══ Input data
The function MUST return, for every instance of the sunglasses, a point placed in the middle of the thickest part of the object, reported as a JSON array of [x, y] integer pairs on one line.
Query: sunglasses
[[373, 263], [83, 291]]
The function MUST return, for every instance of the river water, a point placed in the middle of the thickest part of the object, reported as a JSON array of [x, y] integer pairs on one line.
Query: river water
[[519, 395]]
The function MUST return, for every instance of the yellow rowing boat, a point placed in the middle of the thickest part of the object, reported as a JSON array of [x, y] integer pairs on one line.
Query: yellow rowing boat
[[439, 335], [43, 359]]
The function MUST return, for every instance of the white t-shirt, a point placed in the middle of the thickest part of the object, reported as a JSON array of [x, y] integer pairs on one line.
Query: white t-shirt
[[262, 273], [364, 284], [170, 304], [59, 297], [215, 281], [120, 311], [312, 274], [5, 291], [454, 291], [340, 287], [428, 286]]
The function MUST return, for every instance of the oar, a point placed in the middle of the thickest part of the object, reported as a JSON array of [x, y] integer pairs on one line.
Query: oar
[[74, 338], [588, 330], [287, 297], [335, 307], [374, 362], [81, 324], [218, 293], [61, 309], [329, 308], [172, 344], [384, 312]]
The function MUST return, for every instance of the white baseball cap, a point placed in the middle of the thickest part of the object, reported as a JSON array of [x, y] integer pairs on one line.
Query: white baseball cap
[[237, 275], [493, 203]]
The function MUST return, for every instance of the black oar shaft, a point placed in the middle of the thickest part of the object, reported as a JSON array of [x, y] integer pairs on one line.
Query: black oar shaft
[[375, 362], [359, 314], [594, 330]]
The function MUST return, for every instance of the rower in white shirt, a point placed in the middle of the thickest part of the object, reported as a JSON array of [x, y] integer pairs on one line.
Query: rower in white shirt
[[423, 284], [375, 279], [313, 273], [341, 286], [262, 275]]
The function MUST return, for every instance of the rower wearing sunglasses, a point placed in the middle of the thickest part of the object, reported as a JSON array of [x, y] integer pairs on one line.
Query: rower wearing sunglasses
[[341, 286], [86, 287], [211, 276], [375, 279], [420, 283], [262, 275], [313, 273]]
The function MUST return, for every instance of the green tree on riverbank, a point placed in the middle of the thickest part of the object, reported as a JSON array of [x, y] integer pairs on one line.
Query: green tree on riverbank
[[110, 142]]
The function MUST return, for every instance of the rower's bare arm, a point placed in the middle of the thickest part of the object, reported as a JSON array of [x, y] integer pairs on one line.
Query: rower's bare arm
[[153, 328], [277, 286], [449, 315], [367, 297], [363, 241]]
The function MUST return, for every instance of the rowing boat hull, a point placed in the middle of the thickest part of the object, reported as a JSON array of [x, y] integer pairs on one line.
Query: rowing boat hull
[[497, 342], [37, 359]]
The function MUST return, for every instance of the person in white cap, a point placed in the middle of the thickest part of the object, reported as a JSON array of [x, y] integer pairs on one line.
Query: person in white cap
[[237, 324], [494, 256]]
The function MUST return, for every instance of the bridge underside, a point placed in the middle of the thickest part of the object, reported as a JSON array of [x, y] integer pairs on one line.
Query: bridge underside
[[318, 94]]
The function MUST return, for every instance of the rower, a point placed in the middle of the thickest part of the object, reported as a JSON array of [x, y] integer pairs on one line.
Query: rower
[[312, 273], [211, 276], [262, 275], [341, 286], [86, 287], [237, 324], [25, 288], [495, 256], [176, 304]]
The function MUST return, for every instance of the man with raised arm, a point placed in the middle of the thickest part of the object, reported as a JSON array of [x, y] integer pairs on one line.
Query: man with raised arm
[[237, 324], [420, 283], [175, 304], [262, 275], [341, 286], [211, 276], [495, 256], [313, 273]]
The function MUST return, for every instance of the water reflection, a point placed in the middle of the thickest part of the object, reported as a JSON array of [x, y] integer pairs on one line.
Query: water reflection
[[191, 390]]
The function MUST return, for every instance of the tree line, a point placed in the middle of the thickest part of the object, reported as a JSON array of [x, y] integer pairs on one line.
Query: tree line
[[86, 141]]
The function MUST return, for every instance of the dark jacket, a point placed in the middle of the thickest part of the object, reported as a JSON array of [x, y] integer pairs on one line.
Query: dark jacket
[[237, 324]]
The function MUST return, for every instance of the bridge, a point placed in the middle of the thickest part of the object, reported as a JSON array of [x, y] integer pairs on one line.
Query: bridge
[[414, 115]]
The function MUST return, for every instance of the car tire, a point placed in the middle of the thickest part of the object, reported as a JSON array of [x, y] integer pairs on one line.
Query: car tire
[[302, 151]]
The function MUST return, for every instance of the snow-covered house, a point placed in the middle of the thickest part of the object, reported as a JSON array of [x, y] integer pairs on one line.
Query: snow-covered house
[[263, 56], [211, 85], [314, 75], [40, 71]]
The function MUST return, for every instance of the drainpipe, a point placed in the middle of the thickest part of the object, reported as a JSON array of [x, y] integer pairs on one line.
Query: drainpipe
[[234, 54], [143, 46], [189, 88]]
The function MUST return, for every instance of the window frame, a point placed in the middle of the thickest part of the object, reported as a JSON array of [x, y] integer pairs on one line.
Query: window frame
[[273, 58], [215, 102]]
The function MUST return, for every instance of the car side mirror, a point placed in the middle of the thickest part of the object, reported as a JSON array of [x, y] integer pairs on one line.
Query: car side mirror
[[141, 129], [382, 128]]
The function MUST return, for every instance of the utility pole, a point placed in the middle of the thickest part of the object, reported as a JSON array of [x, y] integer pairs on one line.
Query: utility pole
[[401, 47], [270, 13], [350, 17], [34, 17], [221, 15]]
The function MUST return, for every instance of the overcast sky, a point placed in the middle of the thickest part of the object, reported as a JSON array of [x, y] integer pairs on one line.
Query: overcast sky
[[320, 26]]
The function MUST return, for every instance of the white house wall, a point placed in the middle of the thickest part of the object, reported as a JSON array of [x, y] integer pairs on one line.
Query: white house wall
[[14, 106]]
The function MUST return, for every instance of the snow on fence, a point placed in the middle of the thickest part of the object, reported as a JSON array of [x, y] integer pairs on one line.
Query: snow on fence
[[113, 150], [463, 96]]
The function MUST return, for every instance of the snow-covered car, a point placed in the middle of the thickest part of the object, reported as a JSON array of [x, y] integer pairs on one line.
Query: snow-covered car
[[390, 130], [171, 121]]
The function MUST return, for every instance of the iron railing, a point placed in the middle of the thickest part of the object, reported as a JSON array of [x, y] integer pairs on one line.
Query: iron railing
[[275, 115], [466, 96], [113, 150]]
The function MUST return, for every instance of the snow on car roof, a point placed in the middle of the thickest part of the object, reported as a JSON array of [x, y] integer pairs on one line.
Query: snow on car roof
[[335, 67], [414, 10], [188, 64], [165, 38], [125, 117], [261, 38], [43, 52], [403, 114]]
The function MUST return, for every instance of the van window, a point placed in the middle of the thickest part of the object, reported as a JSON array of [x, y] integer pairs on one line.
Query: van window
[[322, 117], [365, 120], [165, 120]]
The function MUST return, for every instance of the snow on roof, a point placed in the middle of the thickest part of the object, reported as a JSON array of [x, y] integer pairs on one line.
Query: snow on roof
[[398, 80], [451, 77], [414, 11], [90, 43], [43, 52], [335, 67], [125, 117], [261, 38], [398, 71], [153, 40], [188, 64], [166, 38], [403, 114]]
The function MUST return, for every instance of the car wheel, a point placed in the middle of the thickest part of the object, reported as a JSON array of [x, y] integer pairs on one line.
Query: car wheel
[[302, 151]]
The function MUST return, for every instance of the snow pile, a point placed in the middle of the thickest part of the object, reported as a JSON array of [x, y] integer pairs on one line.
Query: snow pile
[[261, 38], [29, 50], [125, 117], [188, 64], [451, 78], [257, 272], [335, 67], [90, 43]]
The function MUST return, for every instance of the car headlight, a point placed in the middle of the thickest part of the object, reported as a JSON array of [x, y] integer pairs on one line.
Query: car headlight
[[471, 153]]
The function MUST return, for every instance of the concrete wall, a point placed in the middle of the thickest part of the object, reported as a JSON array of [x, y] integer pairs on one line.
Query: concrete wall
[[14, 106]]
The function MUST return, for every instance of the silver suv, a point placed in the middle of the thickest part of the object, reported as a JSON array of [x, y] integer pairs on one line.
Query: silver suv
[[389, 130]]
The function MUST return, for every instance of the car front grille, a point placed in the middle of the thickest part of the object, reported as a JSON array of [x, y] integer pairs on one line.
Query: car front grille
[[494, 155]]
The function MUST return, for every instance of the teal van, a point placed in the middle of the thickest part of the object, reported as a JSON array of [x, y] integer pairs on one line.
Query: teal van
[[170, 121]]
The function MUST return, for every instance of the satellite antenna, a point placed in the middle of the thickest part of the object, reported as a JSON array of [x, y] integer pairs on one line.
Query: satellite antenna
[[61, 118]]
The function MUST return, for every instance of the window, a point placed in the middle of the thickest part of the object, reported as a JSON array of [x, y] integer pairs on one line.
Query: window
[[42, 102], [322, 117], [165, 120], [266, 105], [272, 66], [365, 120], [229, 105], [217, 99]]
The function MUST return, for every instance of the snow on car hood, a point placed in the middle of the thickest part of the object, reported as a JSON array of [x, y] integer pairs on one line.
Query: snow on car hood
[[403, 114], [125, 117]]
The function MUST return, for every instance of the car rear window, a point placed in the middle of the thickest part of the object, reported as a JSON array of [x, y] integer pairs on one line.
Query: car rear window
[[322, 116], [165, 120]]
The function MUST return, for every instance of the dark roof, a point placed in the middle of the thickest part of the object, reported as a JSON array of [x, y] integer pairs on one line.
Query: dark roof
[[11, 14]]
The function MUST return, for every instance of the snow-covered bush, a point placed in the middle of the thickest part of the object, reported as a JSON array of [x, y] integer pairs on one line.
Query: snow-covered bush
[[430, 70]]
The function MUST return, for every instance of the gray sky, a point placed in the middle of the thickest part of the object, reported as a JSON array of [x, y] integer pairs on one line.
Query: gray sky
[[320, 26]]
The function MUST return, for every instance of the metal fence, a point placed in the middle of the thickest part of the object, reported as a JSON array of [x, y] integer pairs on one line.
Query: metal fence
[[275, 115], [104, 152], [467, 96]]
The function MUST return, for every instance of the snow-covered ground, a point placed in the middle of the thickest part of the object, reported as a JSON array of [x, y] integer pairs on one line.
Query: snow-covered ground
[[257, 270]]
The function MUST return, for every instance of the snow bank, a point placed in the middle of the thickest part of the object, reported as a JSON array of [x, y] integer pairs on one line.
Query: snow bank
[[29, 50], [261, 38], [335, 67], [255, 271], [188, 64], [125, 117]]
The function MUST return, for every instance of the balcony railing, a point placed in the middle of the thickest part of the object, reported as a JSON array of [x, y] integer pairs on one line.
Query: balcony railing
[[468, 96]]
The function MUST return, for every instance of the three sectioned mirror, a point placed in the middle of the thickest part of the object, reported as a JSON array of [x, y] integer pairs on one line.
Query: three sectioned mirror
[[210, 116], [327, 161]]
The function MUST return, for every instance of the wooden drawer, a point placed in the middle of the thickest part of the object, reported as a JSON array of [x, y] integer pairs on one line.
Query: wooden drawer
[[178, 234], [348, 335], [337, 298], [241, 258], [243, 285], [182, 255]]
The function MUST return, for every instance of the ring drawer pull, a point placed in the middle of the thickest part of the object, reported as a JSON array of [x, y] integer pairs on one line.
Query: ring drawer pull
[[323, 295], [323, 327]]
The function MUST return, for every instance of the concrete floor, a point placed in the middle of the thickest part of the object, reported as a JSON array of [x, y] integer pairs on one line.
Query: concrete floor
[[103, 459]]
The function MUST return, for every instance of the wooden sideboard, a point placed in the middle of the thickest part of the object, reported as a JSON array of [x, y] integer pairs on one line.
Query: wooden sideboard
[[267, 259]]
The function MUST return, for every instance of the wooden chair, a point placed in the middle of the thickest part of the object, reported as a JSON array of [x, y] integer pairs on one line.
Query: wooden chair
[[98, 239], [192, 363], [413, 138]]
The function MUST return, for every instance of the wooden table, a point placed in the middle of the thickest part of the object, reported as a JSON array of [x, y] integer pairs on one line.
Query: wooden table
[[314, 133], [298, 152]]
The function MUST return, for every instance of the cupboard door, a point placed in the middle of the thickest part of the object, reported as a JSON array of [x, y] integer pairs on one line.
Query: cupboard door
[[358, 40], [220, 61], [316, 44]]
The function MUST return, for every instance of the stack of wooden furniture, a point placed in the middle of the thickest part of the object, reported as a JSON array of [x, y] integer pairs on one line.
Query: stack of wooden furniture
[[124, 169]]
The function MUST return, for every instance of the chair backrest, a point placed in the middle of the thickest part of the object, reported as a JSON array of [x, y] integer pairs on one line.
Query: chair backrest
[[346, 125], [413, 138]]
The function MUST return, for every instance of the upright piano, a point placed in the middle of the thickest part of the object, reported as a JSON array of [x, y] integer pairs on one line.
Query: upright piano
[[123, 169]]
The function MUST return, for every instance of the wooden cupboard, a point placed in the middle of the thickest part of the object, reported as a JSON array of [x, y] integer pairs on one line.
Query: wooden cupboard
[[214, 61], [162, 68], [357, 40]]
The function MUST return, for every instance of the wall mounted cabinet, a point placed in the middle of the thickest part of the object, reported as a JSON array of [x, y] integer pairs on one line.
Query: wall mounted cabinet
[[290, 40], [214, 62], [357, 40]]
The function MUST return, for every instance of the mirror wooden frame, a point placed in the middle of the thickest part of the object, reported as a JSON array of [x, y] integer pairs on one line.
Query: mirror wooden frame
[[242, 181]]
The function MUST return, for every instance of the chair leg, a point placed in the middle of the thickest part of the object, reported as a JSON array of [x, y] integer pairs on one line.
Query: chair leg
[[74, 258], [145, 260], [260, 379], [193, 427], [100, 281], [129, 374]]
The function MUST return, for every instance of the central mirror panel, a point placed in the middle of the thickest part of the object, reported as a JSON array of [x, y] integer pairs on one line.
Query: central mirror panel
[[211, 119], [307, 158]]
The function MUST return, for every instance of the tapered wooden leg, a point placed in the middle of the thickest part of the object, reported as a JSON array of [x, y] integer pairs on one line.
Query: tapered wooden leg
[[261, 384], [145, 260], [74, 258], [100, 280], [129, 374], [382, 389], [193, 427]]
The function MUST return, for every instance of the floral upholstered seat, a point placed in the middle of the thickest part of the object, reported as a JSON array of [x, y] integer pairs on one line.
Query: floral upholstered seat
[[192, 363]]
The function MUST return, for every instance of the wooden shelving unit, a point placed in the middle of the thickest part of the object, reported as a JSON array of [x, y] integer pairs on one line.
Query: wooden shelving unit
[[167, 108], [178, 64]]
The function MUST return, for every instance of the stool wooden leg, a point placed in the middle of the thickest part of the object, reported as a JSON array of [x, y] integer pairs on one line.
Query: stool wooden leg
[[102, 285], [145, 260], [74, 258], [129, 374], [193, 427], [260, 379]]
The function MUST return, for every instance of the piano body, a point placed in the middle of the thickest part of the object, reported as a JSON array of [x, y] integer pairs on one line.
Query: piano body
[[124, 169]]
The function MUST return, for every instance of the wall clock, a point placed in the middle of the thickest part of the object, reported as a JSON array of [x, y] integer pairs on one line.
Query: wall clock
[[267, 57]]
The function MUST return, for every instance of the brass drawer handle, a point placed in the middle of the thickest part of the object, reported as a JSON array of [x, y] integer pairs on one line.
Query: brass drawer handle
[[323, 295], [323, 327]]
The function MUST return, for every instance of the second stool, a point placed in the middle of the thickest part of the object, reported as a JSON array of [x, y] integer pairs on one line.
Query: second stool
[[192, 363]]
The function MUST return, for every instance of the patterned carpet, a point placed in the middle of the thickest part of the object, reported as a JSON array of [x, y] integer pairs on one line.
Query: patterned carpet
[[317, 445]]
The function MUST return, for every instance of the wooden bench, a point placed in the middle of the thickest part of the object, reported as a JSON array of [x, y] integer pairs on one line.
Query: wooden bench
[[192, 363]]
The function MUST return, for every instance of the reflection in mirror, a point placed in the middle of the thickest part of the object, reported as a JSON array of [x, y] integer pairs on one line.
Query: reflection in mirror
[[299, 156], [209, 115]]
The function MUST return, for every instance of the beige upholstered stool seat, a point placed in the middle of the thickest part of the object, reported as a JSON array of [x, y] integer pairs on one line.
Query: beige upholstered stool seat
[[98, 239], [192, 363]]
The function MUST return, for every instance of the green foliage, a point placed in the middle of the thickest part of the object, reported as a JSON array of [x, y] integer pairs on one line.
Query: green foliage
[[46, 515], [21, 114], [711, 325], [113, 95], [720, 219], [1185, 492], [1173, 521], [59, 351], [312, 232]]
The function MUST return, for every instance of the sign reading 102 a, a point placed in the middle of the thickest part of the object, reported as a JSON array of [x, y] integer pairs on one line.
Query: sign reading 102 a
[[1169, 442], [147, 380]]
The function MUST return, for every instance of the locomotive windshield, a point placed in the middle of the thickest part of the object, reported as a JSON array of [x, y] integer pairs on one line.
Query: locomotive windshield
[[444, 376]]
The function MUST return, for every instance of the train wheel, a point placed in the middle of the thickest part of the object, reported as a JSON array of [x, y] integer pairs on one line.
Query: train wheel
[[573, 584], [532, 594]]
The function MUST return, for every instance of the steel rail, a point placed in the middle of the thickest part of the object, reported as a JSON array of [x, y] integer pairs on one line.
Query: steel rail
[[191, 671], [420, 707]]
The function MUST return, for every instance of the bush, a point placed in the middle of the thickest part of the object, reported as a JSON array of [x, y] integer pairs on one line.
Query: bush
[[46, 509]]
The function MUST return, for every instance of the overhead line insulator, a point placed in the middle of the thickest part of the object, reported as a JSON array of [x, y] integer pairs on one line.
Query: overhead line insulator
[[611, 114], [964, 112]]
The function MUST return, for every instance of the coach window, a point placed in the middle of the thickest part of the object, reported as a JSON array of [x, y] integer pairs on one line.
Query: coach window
════
> **Work instruction**
Copy all lines from the listing that contain "coach".

> **Problem solution**
The function MUST return, for every instance of the coach window, a point placed in the middle of the thickest part of the object, reported as a JSON array of [x, y] integer pairs on one line.
Query: coach window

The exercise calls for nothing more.